> _Exercise instructions_
Please output the records below in full, exactly as given, but without the images.

(Data excerpts)

<<<<

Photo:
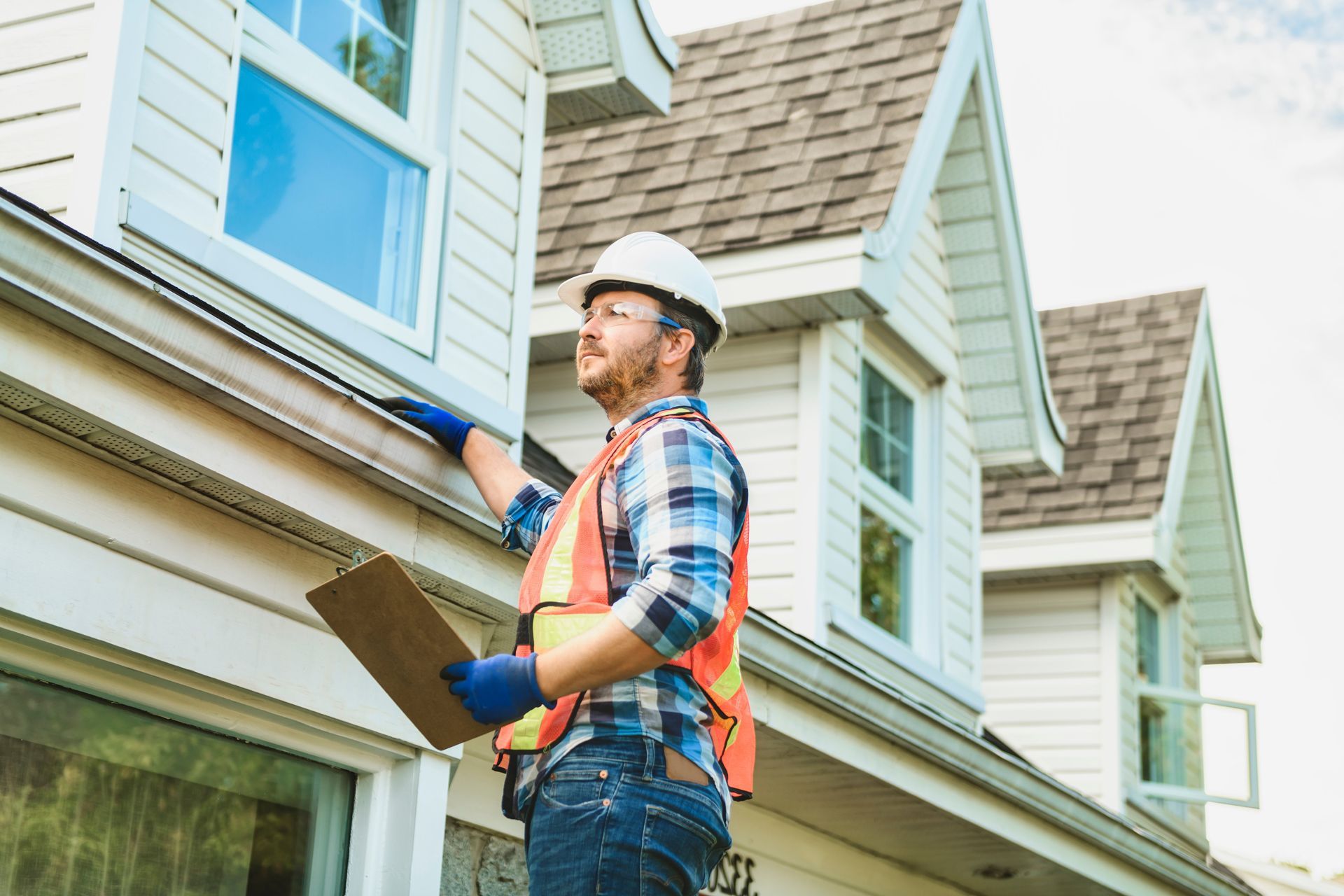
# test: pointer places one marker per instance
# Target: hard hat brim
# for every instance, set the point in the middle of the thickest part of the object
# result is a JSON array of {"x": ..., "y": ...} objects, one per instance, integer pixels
[{"x": 571, "y": 293}]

>>>>

> _Response to the task_
Photo:
# test: pointer places one marker per instance
# Target: hard hat brim
# for every instance, set the point in the middle of the thickest part of the object
# result is a JSON array of {"x": ..., "y": ...} objects, one per instance, integer pixels
[{"x": 571, "y": 293}]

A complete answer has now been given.